## Given exercise:
Copy out, word for word, the rows from the line containing "the person standing" up to and including the line containing "181), (346, 134)]".

** begin **

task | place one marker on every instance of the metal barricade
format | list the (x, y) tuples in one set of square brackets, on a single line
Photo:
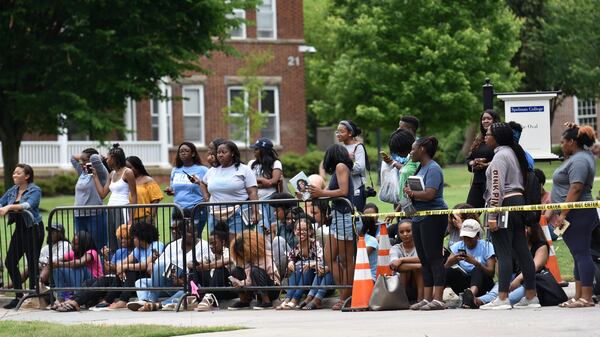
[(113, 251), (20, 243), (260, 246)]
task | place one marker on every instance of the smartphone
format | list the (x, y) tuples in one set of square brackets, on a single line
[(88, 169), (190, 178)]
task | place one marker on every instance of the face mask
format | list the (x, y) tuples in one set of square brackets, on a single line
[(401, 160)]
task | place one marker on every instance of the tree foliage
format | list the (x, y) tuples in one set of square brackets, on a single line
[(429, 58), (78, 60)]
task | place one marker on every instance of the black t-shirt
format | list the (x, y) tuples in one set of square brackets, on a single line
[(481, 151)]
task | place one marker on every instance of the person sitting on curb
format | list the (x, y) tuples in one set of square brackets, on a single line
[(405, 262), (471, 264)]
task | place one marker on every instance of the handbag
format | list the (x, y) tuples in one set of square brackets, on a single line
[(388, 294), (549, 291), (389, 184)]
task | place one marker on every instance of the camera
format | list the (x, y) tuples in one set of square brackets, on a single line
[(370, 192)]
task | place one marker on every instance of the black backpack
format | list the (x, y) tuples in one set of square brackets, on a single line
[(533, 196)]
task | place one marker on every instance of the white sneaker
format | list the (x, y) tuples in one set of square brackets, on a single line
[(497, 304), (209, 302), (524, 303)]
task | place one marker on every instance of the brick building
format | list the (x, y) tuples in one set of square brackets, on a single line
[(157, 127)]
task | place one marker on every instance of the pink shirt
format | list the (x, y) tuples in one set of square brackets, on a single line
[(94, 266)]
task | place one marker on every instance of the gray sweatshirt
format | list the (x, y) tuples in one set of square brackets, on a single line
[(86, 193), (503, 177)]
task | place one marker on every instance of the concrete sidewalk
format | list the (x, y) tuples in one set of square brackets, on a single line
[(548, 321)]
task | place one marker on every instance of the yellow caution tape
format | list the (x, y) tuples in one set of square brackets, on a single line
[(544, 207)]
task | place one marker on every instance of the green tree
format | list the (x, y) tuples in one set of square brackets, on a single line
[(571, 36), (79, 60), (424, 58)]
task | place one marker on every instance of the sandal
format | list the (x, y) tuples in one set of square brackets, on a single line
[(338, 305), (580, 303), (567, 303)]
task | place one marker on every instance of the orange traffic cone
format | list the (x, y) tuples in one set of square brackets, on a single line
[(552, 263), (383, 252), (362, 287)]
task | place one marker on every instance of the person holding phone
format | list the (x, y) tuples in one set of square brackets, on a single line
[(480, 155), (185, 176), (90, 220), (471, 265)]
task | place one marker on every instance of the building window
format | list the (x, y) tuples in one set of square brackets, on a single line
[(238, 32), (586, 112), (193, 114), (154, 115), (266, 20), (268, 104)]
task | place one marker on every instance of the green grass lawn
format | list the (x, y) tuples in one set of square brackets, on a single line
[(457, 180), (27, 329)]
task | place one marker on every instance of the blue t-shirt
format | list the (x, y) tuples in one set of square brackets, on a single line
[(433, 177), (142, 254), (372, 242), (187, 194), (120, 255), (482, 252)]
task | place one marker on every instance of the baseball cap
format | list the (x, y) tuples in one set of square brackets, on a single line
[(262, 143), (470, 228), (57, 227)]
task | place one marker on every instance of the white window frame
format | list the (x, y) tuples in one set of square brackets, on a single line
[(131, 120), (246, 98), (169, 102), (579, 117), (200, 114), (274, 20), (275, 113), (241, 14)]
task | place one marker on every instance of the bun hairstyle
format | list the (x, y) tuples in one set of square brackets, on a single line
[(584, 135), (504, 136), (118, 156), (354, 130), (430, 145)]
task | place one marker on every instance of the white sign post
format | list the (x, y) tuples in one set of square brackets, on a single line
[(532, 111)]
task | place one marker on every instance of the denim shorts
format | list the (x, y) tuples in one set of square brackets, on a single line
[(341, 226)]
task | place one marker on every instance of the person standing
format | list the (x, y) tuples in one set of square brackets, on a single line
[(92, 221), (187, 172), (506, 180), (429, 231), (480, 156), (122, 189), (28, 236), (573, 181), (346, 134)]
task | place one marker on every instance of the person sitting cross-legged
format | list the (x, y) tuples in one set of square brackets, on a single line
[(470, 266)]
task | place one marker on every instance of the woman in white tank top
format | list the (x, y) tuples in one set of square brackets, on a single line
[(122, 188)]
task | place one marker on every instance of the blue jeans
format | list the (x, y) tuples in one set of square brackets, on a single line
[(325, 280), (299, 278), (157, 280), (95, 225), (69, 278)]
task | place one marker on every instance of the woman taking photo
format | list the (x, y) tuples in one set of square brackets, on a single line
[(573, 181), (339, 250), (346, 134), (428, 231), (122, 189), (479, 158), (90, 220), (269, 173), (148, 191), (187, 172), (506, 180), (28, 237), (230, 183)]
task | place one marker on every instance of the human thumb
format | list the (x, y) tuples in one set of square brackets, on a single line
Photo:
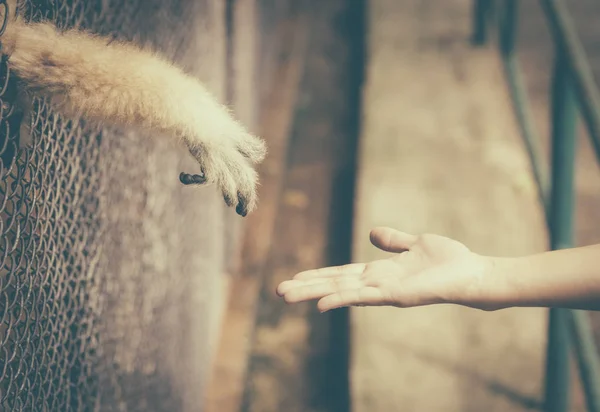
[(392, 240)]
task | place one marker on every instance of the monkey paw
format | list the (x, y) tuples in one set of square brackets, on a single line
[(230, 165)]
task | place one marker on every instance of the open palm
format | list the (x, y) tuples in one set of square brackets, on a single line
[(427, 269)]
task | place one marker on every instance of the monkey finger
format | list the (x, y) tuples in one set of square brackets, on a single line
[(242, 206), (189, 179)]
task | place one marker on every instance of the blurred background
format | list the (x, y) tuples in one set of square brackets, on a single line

** end **
** begin **

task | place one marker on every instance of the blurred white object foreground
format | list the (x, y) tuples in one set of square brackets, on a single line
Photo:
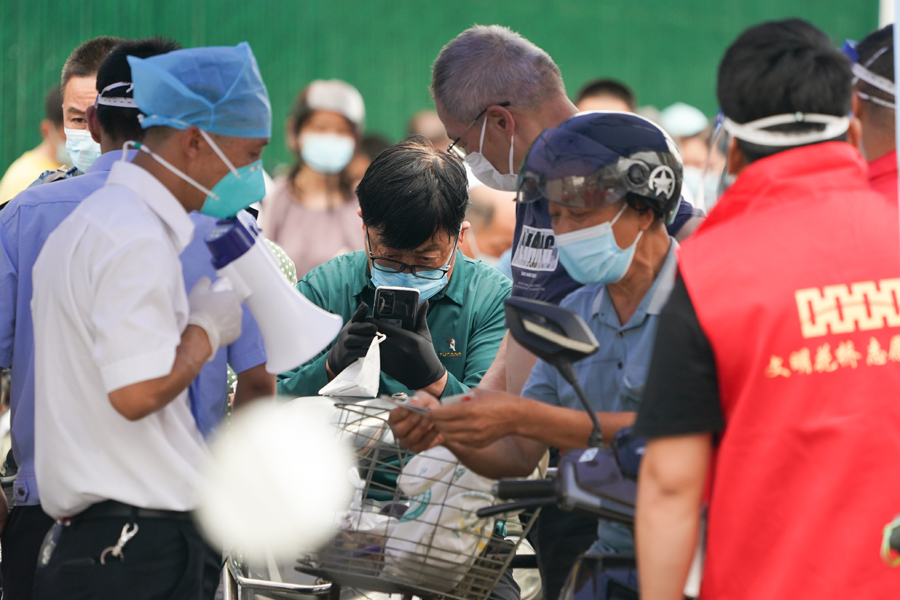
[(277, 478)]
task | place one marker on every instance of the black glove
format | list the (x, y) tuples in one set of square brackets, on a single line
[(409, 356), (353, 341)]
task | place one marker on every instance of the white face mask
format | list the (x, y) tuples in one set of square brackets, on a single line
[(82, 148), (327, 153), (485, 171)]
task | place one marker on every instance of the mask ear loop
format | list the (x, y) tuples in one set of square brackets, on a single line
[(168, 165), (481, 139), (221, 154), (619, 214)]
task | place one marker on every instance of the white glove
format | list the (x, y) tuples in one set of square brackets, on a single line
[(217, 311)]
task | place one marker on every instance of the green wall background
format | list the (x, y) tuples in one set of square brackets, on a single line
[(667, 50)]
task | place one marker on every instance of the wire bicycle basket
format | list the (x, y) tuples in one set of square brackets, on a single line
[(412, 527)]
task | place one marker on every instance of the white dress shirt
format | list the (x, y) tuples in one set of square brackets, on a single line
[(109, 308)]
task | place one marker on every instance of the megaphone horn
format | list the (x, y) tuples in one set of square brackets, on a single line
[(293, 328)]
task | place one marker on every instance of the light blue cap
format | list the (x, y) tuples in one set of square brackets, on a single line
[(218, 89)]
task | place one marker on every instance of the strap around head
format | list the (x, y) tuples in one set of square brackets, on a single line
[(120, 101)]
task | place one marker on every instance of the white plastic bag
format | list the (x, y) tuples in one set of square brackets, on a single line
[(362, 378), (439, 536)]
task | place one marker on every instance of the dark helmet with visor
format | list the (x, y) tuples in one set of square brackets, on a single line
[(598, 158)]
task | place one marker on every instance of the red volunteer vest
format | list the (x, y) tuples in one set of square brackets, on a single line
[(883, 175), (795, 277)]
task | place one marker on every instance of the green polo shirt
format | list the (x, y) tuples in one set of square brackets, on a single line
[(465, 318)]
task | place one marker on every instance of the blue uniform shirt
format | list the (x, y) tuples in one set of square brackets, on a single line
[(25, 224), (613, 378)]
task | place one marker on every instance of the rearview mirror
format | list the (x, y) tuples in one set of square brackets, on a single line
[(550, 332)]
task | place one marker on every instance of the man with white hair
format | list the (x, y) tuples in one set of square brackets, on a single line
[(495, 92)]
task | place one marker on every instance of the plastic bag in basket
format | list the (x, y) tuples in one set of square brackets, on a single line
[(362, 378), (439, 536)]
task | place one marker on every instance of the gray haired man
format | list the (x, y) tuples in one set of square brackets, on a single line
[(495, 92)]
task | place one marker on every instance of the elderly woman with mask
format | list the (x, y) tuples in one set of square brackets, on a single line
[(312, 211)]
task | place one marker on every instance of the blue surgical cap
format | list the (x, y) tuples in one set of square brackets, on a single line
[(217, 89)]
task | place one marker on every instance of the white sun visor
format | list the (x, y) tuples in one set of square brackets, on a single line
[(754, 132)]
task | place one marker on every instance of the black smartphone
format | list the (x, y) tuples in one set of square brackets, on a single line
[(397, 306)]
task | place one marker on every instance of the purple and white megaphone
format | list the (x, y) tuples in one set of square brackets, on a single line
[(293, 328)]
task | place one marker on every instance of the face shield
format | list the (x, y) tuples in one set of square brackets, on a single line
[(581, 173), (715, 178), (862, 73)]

** end **

## Exercise output:
task | place one marker on every instance of the person standing
format | list the (x, y) tuples in one set of square brackets, on a single line
[(92, 221), (187, 172), (506, 180), (429, 231), (480, 156), (122, 189), (28, 236), (573, 181), (346, 134)]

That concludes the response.